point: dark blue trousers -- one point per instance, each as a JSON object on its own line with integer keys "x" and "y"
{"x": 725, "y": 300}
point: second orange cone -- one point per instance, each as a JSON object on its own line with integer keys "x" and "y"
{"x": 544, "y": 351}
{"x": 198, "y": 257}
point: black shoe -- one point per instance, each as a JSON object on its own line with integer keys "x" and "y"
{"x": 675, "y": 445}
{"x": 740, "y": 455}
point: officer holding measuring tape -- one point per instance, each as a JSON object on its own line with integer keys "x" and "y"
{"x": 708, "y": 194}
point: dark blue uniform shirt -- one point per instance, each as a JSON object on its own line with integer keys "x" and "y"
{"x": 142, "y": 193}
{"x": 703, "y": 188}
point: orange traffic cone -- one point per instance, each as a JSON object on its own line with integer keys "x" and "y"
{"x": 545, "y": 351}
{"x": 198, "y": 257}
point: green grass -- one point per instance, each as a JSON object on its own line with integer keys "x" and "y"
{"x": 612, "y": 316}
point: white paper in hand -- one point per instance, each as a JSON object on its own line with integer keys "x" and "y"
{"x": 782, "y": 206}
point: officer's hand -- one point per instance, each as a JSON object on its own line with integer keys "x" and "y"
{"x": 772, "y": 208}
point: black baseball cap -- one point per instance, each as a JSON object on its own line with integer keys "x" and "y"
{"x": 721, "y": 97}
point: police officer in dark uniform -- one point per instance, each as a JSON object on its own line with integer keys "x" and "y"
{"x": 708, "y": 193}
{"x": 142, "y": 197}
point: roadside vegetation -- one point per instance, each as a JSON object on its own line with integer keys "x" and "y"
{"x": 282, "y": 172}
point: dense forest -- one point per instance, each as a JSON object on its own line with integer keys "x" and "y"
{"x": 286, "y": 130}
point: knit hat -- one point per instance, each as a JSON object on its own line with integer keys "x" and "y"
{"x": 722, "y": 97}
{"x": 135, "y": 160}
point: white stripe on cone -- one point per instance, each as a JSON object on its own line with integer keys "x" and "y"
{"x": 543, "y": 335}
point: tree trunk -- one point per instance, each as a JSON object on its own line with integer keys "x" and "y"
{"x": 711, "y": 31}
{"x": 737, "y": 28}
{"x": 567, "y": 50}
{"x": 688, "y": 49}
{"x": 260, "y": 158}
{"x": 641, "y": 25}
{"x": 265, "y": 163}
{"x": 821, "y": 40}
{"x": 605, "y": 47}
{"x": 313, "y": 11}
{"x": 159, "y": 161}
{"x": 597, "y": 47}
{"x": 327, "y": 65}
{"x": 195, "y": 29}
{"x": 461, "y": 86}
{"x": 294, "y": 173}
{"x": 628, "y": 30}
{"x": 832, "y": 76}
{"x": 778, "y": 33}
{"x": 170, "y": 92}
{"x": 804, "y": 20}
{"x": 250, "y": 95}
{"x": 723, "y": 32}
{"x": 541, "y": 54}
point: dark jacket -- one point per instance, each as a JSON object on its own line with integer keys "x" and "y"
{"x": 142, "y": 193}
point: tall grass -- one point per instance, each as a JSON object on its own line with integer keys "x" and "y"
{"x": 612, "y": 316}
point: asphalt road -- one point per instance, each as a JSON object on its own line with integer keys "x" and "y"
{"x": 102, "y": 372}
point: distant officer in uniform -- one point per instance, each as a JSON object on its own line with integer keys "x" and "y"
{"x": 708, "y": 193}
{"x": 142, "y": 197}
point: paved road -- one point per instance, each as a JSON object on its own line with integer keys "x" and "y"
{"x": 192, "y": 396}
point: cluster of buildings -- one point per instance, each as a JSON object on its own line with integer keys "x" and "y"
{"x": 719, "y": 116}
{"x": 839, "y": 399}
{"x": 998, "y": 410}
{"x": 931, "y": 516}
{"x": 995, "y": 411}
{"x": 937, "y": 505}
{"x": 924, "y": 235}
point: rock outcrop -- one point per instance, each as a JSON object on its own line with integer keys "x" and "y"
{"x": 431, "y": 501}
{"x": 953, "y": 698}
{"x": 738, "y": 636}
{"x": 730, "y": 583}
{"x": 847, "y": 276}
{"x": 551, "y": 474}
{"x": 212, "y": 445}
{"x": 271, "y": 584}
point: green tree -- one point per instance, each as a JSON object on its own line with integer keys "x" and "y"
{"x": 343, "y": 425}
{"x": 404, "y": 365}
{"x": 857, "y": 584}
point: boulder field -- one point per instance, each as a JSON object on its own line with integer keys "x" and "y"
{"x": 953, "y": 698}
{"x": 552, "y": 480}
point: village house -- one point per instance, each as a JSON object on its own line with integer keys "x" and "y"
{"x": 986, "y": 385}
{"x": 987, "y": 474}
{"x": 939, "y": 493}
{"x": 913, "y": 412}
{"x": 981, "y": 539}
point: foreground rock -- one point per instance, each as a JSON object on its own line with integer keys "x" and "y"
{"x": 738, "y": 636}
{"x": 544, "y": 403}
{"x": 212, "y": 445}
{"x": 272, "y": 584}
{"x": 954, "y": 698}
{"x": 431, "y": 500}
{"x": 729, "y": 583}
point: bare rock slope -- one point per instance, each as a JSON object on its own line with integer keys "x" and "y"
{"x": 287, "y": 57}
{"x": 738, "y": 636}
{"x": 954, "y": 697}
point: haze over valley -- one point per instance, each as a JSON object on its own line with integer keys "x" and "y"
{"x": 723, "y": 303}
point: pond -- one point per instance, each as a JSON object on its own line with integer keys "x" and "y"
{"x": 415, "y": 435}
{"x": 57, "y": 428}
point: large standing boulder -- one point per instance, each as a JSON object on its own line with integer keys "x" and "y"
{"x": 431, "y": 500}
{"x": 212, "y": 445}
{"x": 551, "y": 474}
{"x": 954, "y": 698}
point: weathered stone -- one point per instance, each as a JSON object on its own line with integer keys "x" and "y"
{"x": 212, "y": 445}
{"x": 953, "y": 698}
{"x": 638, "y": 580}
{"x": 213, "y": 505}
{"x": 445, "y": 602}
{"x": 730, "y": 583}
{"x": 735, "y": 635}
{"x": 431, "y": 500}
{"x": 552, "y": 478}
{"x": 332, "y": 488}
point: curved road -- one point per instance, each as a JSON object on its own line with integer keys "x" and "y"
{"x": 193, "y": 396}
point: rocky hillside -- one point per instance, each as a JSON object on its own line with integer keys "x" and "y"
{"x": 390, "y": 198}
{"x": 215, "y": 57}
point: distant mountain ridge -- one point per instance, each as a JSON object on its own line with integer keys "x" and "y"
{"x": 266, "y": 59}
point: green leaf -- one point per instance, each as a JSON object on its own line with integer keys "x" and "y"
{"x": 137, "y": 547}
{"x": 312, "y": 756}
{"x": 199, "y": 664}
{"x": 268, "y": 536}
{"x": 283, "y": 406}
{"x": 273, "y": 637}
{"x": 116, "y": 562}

* * *

### ACTIVITY
Word for word, restate the whole of the material above.

### TASK OUTPUT
point: dark blue trousers -- one point per instance, each as a JSON object on its own line with integer keys "x" and "y"
{"x": 725, "y": 300}
point: second orange cone -- one point per instance, each as a JSON object on its own line with integer keys "x" and "y"
{"x": 544, "y": 351}
{"x": 198, "y": 257}
point: black shoe -- one point per instance, each as a JSON object on its own line with integer keys "x" and "y"
{"x": 675, "y": 445}
{"x": 740, "y": 455}
point: officer holding measuring tape -- one point per instance, each as a JSON object on its own line with integer keys "x" and "y"
{"x": 708, "y": 194}
point: dark blue uniform shirt -- one point per instance, each as a JSON object on its own line with integer keys "x" and "y"
{"x": 142, "y": 193}
{"x": 703, "y": 188}
point: orange traffic cone -- one point per instance, each as a JSON object on its own line with integer keys "x" and "y"
{"x": 545, "y": 351}
{"x": 198, "y": 257}
point: green grass -- one point per instance, each as a JSON object on its own line with integer keys "x" and "y"
{"x": 612, "y": 316}
point: white paper in hand -- one point per instance, each as a JSON object on its own line with integer keys "x" and "y"
{"x": 782, "y": 206}
point: officer's hand -- one point per instance, each as a JSON object on its own line with integer keys "x" and "y"
{"x": 772, "y": 208}
point: black baseball cap -- one point per instance, each as a JSON object on its own line with integer keys "x" and "y"
{"x": 721, "y": 97}
point: police officer in dark uniform -- one point per instance, each as a JSON object on its own line with integer keys "x" and "y"
{"x": 708, "y": 193}
{"x": 142, "y": 197}
point: roadside vegetation -- one point per instance, each as a JSON object on its own line with integer keys "x" and "y"
{"x": 282, "y": 172}
point: dense forest -- one point per instance, each as a JSON object on its own line with integer keys "x" and "y"
{"x": 286, "y": 130}
point: knit hat -- one point per instance, each as a JSON object on its own line with integer keys "x" and "y"
{"x": 722, "y": 97}
{"x": 135, "y": 160}
point: white stripe on cone -- one point per instance, each as a JSON object on its own line with integer keys "x" and "y"
{"x": 543, "y": 335}
point: tree trunk -- one point per instance, each as a JSON object on its own line with integer keys "x" and "y"
{"x": 711, "y": 31}
{"x": 737, "y": 28}
{"x": 567, "y": 50}
{"x": 688, "y": 49}
{"x": 260, "y": 158}
{"x": 641, "y": 25}
{"x": 265, "y": 163}
{"x": 821, "y": 40}
{"x": 605, "y": 47}
{"x": 313, "y": 11}
{"x": 159, "y": 161}
{"x": 597, "y": 47}
{"x": 327, "y": 65}
{"x": 195, "y": 29}
{"x": 461, "y": 86}
{"x": 294, "y": 173}
{"x": 628, "y": 30}
{"x": 832, "y": 76}
{"x": 778, "y": 33}
{"x": 170, "y": 92}
{"x": 804, "y": 20}
{"x": 250, "y": 95}
{"x": 723, "y": 32}
{"x": 541, "y": 54}
point: dark jacket -- one point per instance, each as a JSON object on its own line with integer keys "x" and "y"
{"x": 142, "y": 193}
point: tall grass -- one point per instance, each as a JSON object on its own line with integer keys "x" and "y"
{"x": 612, "y": 316}
point: asphalt road -- one point per instance, each as a JSON object on its own line with integer keys "x" and "y"
{"x": 102, "y": 372}
point: distant officer in uniform -- one point per instance, each as a JSON object on its own line with integer keys "x" and "y"
{"x": 708, "y": 193}
{"x": 142, "y": 197}
point: paved road -- one point per instance, each as a JSON object on its own line with integer keys "x" and "y"
{"x": 192, "y": 396}
point: cluster of buildings -- one point per instance, each as a JSON object on its own line with integer keys "x" and "y"
{"x": 719, "y": 116}
{"x": 839, "y": 399}
{"x": 998, "y": 410}
{"x": 931, "y": 516}
{"x": 995, "y": 411}
{"x": 937, "y": 505}
{"x": 924, "y": 235}
point: rock outcrop -- one point per instance, each as a JSON object on its own line with integer keys "x" and "y"
{"x": 431, "y": 501}
{"x": 953, "y": 698}
{"x": 738, "y": 636}
{"x": 730, "y": 583}
{"x": 847, "y": 276}
{"x": 551, "y": 474}
{"x": 212, "y": 445}
{"x": 271, "y": 584}
point: green tree -- one point per instance, each as a JSON object on its own line with integer keys "x" and "y"
{"x": 343, "y": 425}
{"x": 404, "y": 365}
{"x": 857, "y": 584}
point: boulder field -- one point per instance, each as a JSON object on its own line with integer keys "x" and "y"
{"x": 953, "y": 698}
{"x": 552, "y": 480}
point: village house -- one point per instance, each as a JSON object on its own line with integer keys "x" and "y"
{"x": 986, "y": 385}
{"x": 987, "y": 474}
{"x": 939, "y": 493}
{"x": 913, "y": 412}
{"x": 981, "y": 539}
point: foreground rock -- one point per instance, each as a JSON object on its own line with integer keys "x" and "y"
{"x": 738, "y": 636}
{"x": 544, "y": 403}
{"x": 212, "y": 445}
{"x": 272, "y": 584}
{"x": 954, "y": 698}
{"x": 431, "y": 500}
{"x": 729, "y": 583}
point: bare rock slope -- one point per instance, each as a JSON object on its own line with integer keys "x" and "y"
{"x": 287, "y": 57}
{"x": 738, "y": 636}
{"x": 954, "y": 697}
point: haze over valley -- one point per instance, each as a JSON object on its own line with integer keys "x" and "y"
{"x": 723, "y": 303}
point: pond -- one point per instance, each as a JSON object on its own line with integer keys "x" and "y"
{"x": 415, "y": 435}
{"x": 57, "y": 428}
point: large standing boulder -- one point per instance, each as a JSON object on its own line with integer keys "x" and "y"
{"x": 431, "y": 500}
{"x": 212, "y": 445}
{"x": 551, "y": 474}
{"x": 954, "y": 698}
point: weathered stone -- one point per instance, each as a JSON object on its own line with integer keys "x" and "y"
{"x": 212, "y": 445}
{"x": 953, "y": 698}
{"x": 638, "y": 580}
{"x": 213, "y": 505}
{"x": 445, "y": 602}
{"x": 730, "y": 583}
{"x": 735, "y": 635}
{"x": 431, "y": 500}
{"x": 552, "y": 478}
{"x": 332, "y": 488}
point: curved road -- one point per instance, each as a JSON object on its own line with integer keys "x" and "y"
{"x": 193, "y": 396}
point: rocky hillside -- one point per instance, each as a JSON object on its own line with integer keys "x" and "y"
{"x": 390, "y": 198}
{"x": 215, "y": 57}
point: distant mountain ridge -- one point per instance, each as a JSON object on its own line with integer keys "x" and "y"
{"x": 266, "y": 59}
point: green leaf -- one point per instance, each as a JSON object on its own line with integer keys "x" and "y"
{"x": 137, "y": 547}
{"x": 312, "y": 756}
{"x": 199, "y": 664}
{"x": 268, "y": 536}
{"x": 283, "y": 406}
{"x": 273, "y": 637}
{"x": 116, "y": 562}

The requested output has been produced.